** START Material provided **

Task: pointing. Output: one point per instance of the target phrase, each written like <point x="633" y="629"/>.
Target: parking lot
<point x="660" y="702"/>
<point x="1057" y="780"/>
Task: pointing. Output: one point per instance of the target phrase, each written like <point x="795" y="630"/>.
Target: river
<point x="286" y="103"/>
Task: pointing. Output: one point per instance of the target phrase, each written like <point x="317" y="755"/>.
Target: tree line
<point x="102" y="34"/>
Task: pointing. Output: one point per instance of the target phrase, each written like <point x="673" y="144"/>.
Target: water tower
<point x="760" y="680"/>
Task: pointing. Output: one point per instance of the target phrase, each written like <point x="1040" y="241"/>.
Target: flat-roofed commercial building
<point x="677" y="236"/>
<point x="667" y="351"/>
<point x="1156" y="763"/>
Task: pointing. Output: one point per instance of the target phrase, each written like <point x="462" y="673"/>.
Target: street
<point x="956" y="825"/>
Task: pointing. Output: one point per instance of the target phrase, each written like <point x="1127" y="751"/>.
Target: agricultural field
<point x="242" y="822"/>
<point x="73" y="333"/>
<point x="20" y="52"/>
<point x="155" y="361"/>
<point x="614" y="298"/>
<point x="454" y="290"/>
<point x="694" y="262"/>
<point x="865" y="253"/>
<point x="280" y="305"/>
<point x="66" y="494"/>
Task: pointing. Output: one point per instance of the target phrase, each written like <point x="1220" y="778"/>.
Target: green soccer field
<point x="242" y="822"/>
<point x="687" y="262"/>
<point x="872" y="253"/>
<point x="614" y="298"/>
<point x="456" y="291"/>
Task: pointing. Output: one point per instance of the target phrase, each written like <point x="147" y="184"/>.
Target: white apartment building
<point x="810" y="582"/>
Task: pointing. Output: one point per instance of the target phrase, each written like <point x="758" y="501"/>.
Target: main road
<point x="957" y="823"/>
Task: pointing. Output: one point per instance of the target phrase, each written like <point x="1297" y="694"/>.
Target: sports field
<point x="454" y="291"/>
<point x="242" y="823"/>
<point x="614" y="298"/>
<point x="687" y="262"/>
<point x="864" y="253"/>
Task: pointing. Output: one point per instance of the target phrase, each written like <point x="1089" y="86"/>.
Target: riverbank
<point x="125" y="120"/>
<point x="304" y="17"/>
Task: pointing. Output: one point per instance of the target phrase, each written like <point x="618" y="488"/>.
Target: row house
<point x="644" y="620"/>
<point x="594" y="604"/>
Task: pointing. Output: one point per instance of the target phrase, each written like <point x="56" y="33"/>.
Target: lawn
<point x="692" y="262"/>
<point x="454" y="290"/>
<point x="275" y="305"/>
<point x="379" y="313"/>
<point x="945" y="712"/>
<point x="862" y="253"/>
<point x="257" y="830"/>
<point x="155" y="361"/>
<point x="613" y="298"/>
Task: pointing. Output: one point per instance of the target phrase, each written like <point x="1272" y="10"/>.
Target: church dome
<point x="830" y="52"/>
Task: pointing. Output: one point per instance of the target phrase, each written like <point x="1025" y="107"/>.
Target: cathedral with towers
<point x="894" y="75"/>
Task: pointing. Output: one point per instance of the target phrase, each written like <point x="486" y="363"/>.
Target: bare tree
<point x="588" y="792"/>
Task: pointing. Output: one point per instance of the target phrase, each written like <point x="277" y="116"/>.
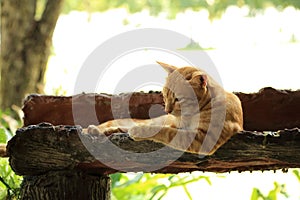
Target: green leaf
<point x="297" y="174"/>
<point x="3" y="136"/>
<point x="255" y="194"/>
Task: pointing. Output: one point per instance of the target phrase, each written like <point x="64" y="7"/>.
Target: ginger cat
<point x="201" y="115"/>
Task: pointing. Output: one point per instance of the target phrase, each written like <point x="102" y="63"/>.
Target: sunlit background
<point x="250" y="52"/>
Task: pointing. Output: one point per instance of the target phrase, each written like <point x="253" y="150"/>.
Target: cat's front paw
<point x="93" y="130"/>
<point x="139" y="133"/>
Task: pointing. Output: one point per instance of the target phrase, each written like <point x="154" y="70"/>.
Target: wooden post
<point x="57" y="185"/>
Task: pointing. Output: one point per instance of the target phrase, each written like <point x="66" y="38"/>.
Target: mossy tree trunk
<point x="58" y="185"/>
<point x="26" y="36"/>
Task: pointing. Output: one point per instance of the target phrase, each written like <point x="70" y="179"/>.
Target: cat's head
<point x="185" y="90"/>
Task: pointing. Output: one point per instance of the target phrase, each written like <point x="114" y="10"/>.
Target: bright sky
<point x="249" y="53"/>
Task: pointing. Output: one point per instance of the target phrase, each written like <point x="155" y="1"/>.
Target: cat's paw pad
<point x="142" y="133"/>
<point x="92" y="130"/>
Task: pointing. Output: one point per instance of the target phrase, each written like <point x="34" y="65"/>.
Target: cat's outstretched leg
<point x="123" y="125"/>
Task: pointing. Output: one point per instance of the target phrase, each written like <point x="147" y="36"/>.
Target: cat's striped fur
<point x="201" y="115"/>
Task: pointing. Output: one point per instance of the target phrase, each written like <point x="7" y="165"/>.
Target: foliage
<point x="9" y="181"/>
<point x="215" y="7"/>
<point x="279" y="189"/>
<point x="150" y="186"/>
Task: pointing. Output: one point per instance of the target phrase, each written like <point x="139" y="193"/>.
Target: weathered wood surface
<point x="58" y="185"/>
<point x="268" y="109"/>
<point x="42" y="148"/>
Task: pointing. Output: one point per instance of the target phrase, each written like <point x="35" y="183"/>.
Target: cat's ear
<point x="167" y="67"/>
<point x="203" y="80"/>
<point x="200" y="79"/>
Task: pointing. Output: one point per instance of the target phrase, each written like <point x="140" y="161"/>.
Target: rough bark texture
<point x="267" y="110"/>
<point x="57" y="185"/>
<point x="43" y="148"/>
<point x="25" y="47"/>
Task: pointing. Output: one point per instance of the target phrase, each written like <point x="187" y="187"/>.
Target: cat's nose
<point x="167" y="110"/>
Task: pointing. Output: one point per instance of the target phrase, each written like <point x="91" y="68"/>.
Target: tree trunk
<point x="25" y="47"/>
<point x="58" y="185"/>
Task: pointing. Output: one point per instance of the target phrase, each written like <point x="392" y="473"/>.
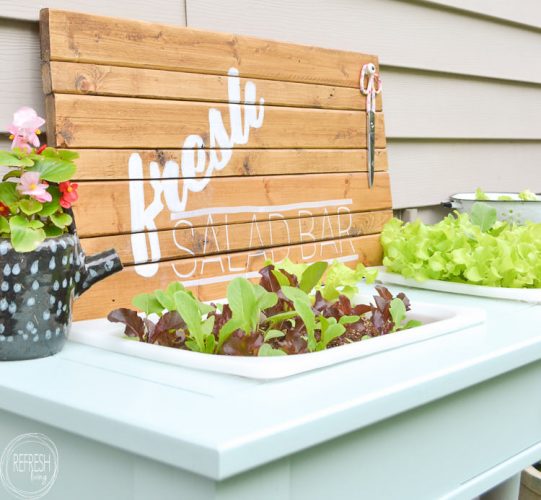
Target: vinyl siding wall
<point x="462" y="79"/>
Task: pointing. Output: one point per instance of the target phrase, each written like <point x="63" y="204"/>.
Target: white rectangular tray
<point x="532" y="295"/>
<point x="439" y="320"/>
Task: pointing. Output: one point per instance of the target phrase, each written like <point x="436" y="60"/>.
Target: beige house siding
<point x="462" y="89"/>
<point x="462" y="79"/>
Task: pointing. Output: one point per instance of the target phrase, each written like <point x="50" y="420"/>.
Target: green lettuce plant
<point x="471" y="248"/>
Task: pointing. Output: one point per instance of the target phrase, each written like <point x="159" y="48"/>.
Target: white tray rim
<point x="531" y="295"/>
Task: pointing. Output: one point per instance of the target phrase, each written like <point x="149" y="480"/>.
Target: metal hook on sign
<point x="370" y="85"/>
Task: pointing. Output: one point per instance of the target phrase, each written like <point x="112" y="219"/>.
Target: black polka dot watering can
<point x="37" y="290"/>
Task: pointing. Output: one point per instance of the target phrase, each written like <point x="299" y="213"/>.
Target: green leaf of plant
<point x="15" y="173"/>
<point x="188" y="309"/>
<point x="226" y="330"/>
<point x="265" y="299"/>
<point x="61" y="219"/>
<point x="309" y="320"/>
<point x="52" y="206"/>
<point x="8" y="193"/>
<point x="267" y="350"/>
<point x="147" y="303"/>
<point x="24" y="238"/>
<point x="273" y="334"/>
<point x="51" y="231"/>
<point x="412" y="323"/>
<point x="312" y="276"/>
<point x="30" y="206"/>
<point x="35" y="224"/>
<point x="4" y="225"/>
<point x="205" y="308"/>
<point x="346" y="320"/>
<point x="333" y="331"/>
<point x="280" y="277"/>
<point x="243" y="302"/>
<point x="296" y="294"/>
<point x="11" y="160"/>
<point x="210" y="343"/>
<point x="166" y="300"/>
<point x="53" y="169"/>
<point x="278" y="318"/>
<point x="483" y="215"/>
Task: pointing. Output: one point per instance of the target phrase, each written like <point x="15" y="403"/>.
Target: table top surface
<point x="218" y="425"/>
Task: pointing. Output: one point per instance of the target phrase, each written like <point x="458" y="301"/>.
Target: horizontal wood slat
<point x="204" y="154"/>
<point x="188" y="241"/>
<point x="107" y="210"/>
<point x="112" y="164"/>
<point x="96" y="79"/>
<point x="102" y="122"/>
<point x="118" y="290"/>
<point x="69" y="36"/>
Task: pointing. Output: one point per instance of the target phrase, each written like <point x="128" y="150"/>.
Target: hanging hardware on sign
<point x="370" y="85"/>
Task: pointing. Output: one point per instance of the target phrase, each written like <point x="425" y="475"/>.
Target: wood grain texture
<point x="118" y="290"/>
<point x="95" y="39"/>
<point x="96" y="79"/>
<point x="183" y="242"/>
<point x="112" y="164"/>
<point x="113" y="122"/>
<point x="407" y="34"/>
<point x="157" y="11"/>
<point x="106" y="207"/>
<point x="292" y="181"/>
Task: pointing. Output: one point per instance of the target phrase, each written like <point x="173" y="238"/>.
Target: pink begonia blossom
<point x="25" y="128"/>
<point x="29" y="184"/>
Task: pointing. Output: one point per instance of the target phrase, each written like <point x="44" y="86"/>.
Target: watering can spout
<point x="97" y="267"/>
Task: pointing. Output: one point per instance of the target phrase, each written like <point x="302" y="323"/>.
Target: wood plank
<point x="96" y="79"/>
<point x="158" y="11"/>
<point x="69" y="36"/>
<point x="213" y="273"/>
<point x="77" y="121"/>
<point x="112" y="164"/>
<point x="105" y="207"/>
<point x="184" y="242"/>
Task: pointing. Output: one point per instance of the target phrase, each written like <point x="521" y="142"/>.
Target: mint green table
<point x="448" y="418"/>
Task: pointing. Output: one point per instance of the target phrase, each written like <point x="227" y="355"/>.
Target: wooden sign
<point x="204" y="154"/>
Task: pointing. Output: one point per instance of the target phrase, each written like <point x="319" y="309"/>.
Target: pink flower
<point x="24" y="129"/>
<point x="68" y="193"/>
<point x="29" y="184"/>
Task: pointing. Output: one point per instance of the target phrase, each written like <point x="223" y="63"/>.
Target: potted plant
<point x="42" y="265"/>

** END Material provided **

**Written request**:
Pull out every line of the data above that contains the string "field", and treat uppercase and lowercase as different.

**Result**:
Target: agricultural field
Target: green soccer field
Target: sports field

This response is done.